**Exercise directions**
Return every line of the items below that contains the string "sign", treating uppercase and lowercase as different.

**Given information**
###

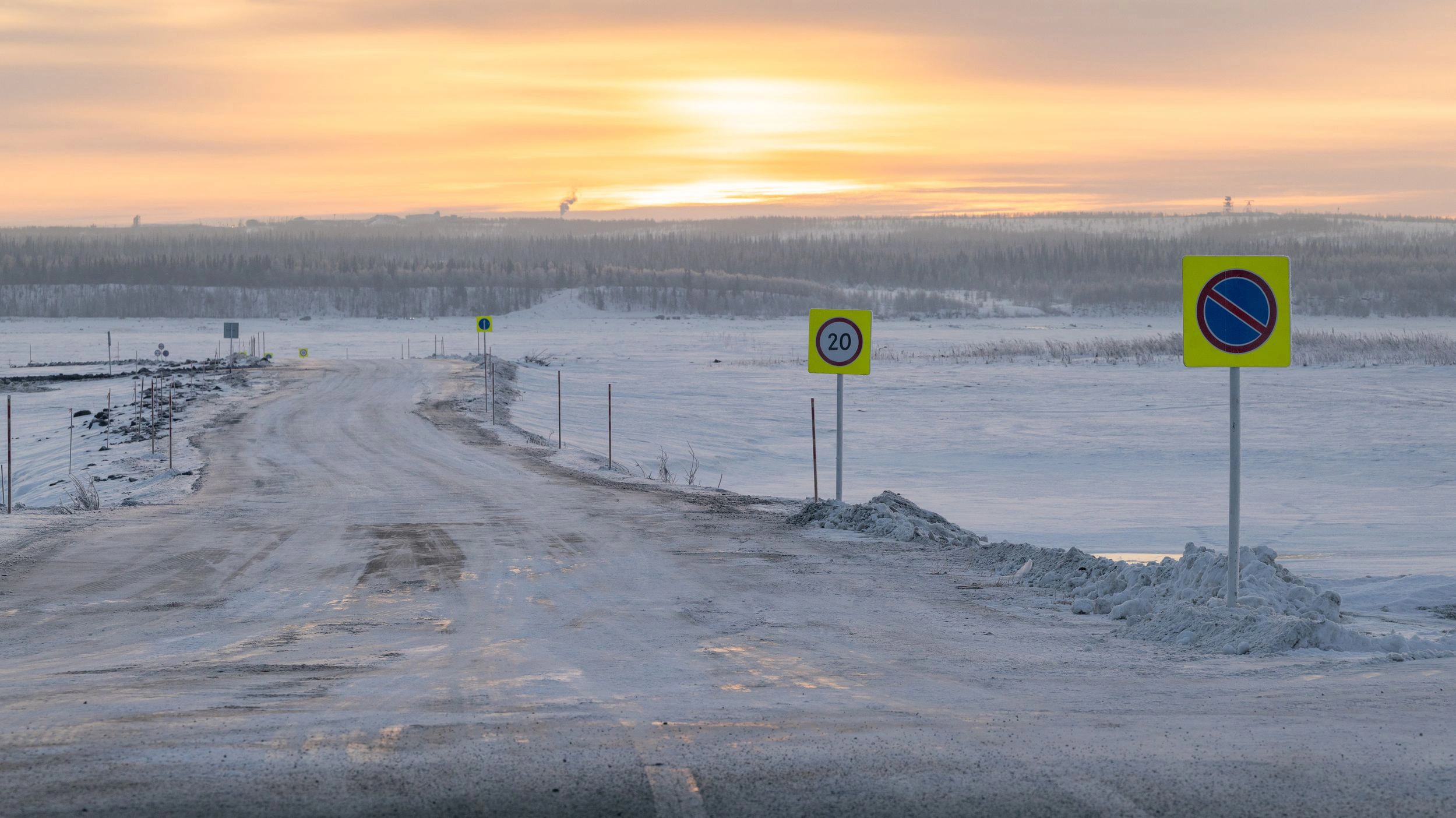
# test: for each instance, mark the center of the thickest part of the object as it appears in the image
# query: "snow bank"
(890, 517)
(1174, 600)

###

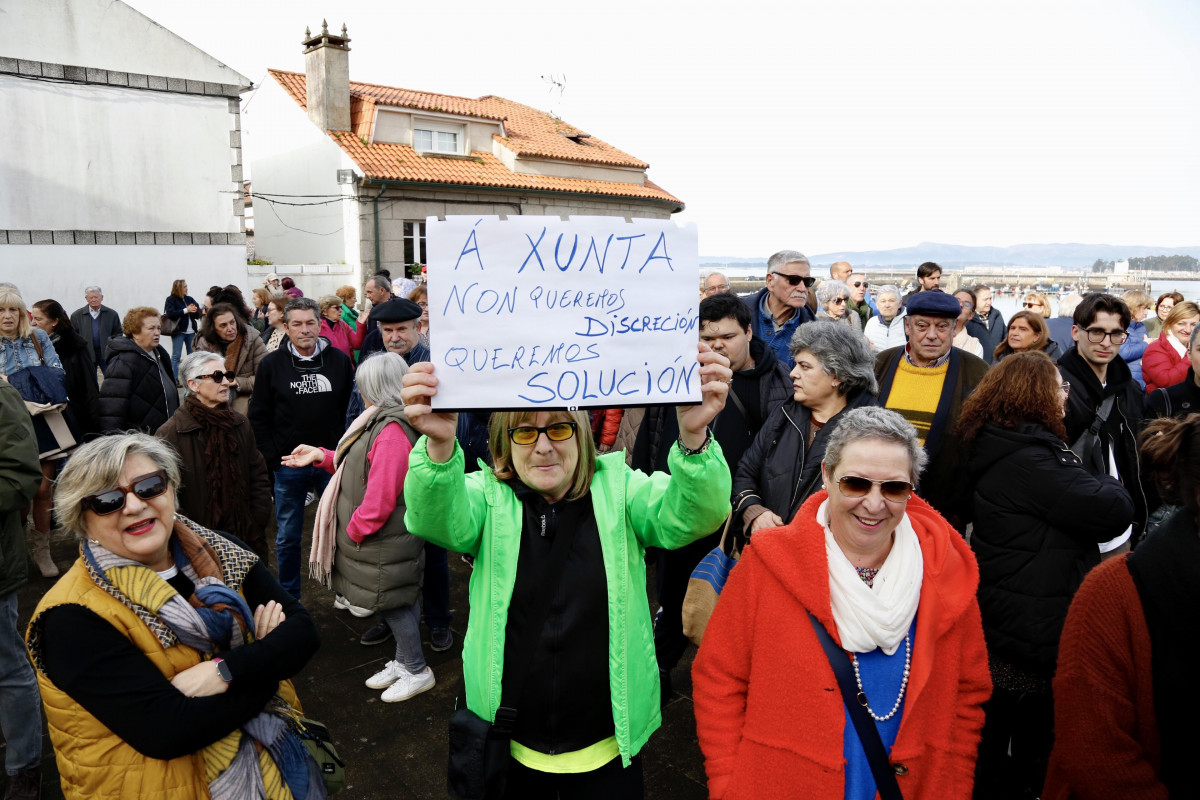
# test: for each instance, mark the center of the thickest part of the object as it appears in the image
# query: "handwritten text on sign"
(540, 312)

###

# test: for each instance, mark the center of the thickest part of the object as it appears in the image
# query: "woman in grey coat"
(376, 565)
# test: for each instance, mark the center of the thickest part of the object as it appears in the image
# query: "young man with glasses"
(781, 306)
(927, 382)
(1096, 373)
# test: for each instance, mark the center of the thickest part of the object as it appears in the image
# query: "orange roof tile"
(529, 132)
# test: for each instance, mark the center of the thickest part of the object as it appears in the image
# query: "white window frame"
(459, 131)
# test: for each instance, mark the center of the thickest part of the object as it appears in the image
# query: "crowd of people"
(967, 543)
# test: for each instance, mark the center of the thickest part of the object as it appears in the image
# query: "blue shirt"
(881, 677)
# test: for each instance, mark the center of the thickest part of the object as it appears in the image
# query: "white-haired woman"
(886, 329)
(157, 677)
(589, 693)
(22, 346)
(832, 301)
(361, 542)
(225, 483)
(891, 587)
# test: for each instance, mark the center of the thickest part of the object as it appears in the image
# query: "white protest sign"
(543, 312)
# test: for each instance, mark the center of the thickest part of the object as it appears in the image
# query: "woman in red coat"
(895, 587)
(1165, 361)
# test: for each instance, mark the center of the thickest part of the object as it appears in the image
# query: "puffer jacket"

###

**Answer in full**
# query: "handwritten text on sign"
# query: "white protest sign"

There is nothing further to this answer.